→ **Kutipan Teks**
____________________
Liturgical Calendar

Featured Posts

WEJANGAN PAUS LEO XIV DALAM DOA MALAIKAT TUHAN 14 Desember 2025

Saudara-saudari terkasih, selamat hari Minggu!

 

Bacaan Injil hari ini membawa kita ke penjara bersama Yohanes Pembaptis, yang dipenjarakan karena pemberitaannya (bdk. Mat 14:3-5). Meskipun demikian, ia tidak kehilangan pengharapan, sehingga menjadi tanda bagi kita bahwa seorang nabi, bahkan meski terbelenggu, tetap memiliki kemampuan untuk menggunakan suaranya dalam memperjuangkan kebenaran dan keadilan.

 

Dari penjara, Yohanes Pembaptis mendengar “apa yang dikerjakan Kristus” (Mat 11:2), yang berbeda dari yang ia harapkan, sehingga ia menyuruh murid-muridnya untuk bertanya kepada-Nya, “Engkaukah Dia yang akan datang itu atau haruskah kami menantikan orang lain?” (ayat 3). Mereka yang mencari kebenaran dan keadilan, mereka yang merindukan kebebasan dan kedamaian, memiliki pertanyaan tentang Yesus: Apakah Dia benar-benar Mesias, Juruselamat yang dijanjikan Allah melalui para nabi?

 

Yesus menjawab dengan mengarahkan pandangan kita kepada mereka yang dikasihi dan dilayani-Nya, yaitu orang-orang yang paling hina, orang miskin, orang sakit yang berbicara atas nama-Nya. Kristus menyatakan siapa Dia melalui perbuatan-Nya. Dan perbuatan-Nya adalah tanda keselamatan bagi kita semua. Bahkan, melalui perjumpaan dengan Yesus – kehidupan yang sebelumnya kehilangan terang, ucapan, dan rasa, memperoleh kembali makna – orang buta melihat, orang bisu berbicara, orang tuli mendengar. Rupa Allah, yang tampaknya cacat karena kusta, memperoleh kembali keutuhan dan vitalitas. Bahkan orang mati, yang sama sekali tidak bernyawa, kembali hidup (bdk. ayat 5). Inilah Injil Yesus, kabar baik yang diberitakan kepada orang miskin. Dengan demikian, ketika Allah datang ke dunia, hal itu terlihat jelas!

 

Sabda Yesus membebaskan kita dari penjara keputusasaan dan penderitaan. Setiap nubuat menemukan penggenapannya di dalam Dia. Kristuslah yang membuka mata manusia kepada kemuliaan Allah. Ia memberikan suara kepada orang-orang yang tertindas dan kepada mereka yang suaranya telah dibungkam oleh kekerasan dan kebencian. Ia mengalahkan ideologi yang membuat kita tuli terhadap kebenaran. Ia menyembuhkan penyakit yang merusak tubuh.
____________________
[Entri data hasil ekstraksi]

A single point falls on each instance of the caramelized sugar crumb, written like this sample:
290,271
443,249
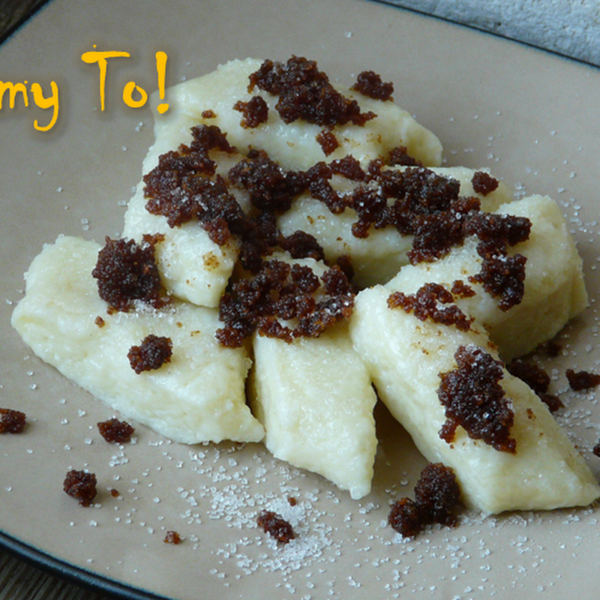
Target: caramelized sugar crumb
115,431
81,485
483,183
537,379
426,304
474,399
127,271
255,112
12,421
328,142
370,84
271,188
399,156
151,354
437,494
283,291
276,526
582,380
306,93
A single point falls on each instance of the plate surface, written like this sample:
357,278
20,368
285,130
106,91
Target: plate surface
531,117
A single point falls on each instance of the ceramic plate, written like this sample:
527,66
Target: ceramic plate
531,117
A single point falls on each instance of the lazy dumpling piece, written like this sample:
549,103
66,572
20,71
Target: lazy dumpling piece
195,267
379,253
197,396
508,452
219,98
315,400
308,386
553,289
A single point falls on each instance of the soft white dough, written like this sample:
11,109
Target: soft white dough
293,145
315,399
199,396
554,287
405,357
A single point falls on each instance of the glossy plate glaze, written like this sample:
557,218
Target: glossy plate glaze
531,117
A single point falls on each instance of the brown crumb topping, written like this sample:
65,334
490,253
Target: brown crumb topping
____________________
→ **Daftar Tugas**
a) Tuliskan ulang bagian wejangan itu tanpa perubahan, mulai dari kata-kata yang memuat "Bacaan Injil hari" dan berhenti setelah "kebenaran dan keadilan.".
b) Menurut wejangan itu, mengapa Yohanes Pembaptis menyuruh murid-muridnya bertanya kepada Yesus? Jelaskan dalam satu sampai tiga kalimat.
Gunakan wejangan itu saja sebagai acuan.

→ **Daftar Jawaban**
a)
Bacaan Injil hari ini membawa kita ke penjara bersama Yohanes Pembaptis, yang dipenjarakan karena pemberitaannya (bdk. Mat 14:3-5). Meskipun demikian, ia tidak kehilangan pengharapan, sehingga menjadi tanda bagi kita bahwa seorang nabi, bahkan meski terbelenggu, tetap memiliki kemampuan untuk menggunakan suaranya dalam memperjuangkan kebenaran dan keadilan.

b) Dari penjara, Yohanes Pembaptis mendengar apa yang dikerjakan Kristus, dan hal itu berbeda dari yang ia harapkan. Karena itu, ia menyuruh murid-muridnya bertanya apakah Yesus adalah Dia yang akan datang atau mereka harus menantikan orang lain.